• To do: Your answer must be a single number: the count of lines in the records below that include the string "with".
*** Opening of Input data ***
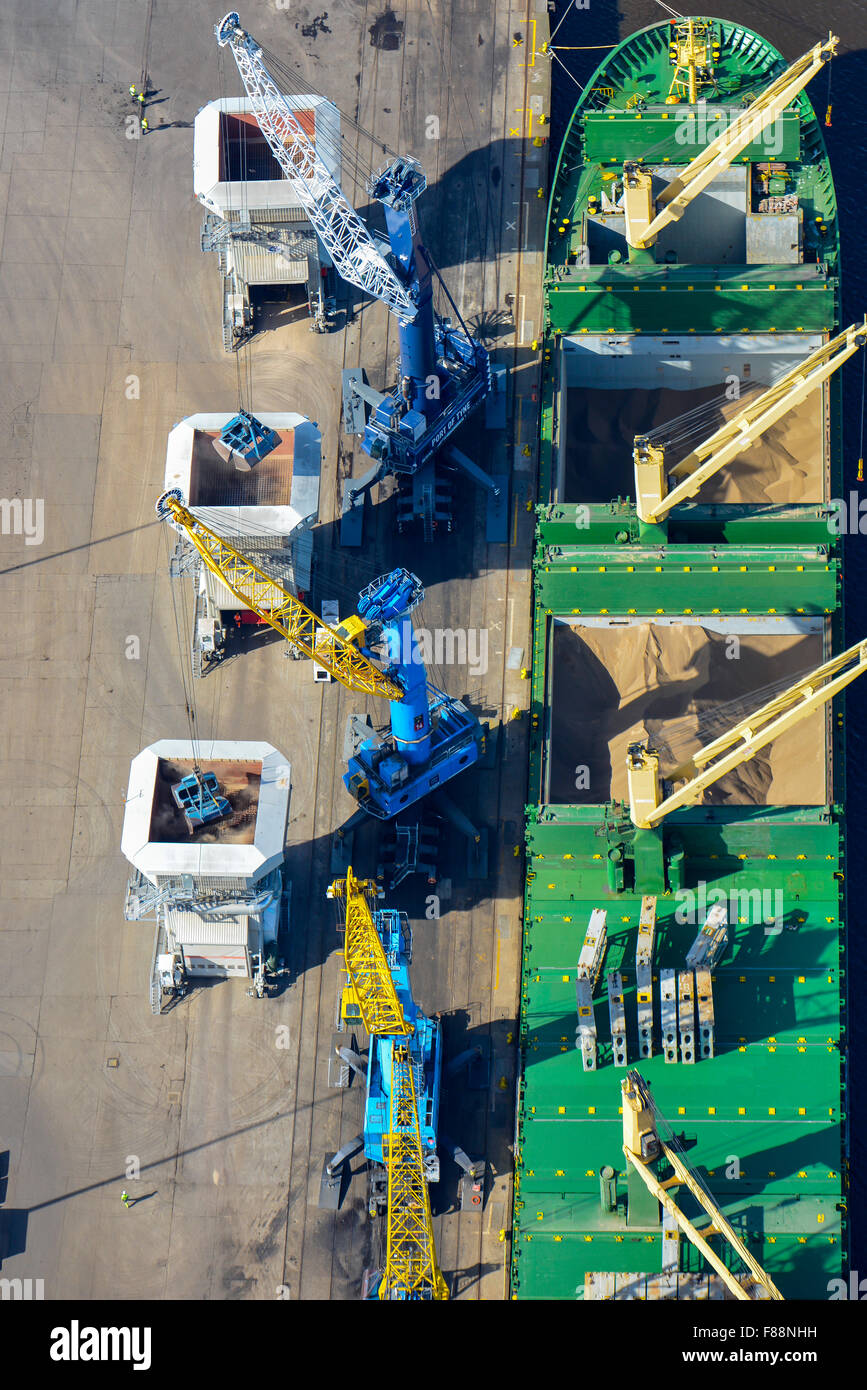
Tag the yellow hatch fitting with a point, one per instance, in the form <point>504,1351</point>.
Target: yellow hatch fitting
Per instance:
*** Close of Input data ***
*** Opening of Input data ***
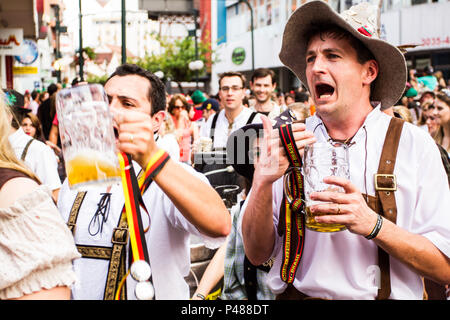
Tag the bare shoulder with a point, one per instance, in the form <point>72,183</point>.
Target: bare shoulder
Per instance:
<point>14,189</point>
*** Close of Input data ***
• Your solution: 2